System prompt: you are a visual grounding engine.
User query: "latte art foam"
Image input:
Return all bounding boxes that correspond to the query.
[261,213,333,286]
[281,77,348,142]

+ + + + + + +

** EXERCISE DESCRIPTION **
Repeat exactly the lines starting at the line with "Return all bounding" and ending with the final line of the entries. Include nothing else.

** RESPONSE BELOW **
Return all bounding boxes that correspond to the query.
[261,213,333,286]
[281,77,348,142]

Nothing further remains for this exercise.